Please copy down the records below line for line, changing nothing.

[Start DATA IN THIS EXERCISE]

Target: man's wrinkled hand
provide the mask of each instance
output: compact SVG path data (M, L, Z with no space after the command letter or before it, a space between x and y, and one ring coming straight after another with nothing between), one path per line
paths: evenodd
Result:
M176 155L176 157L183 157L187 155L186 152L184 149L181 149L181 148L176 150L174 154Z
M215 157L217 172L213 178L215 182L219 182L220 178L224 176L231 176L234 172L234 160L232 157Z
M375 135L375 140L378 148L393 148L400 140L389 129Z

[End DATA IN THIS EXERCISE]

ANSWER TO THIS PROBLEM →
Target: man's wrinkled hand
provide the mask of each instance
output: compact SVG path data (M, L, Z with no space after the command letter or before it, a space between x and y, and one ring coming straight after another with nothing between), one path per line
paths: evenodd
Result:
M176 155L176 157L183 157L187 155L186 152L184 149L181 149L181 148L176 150L174 154Z
M215 157L217 172L213 178L215 182L219 182L220 178L224 176L231 176L234 172L234 160L232 157Z
M375 135L375 140L378 148L393 148L400 140L389 129Z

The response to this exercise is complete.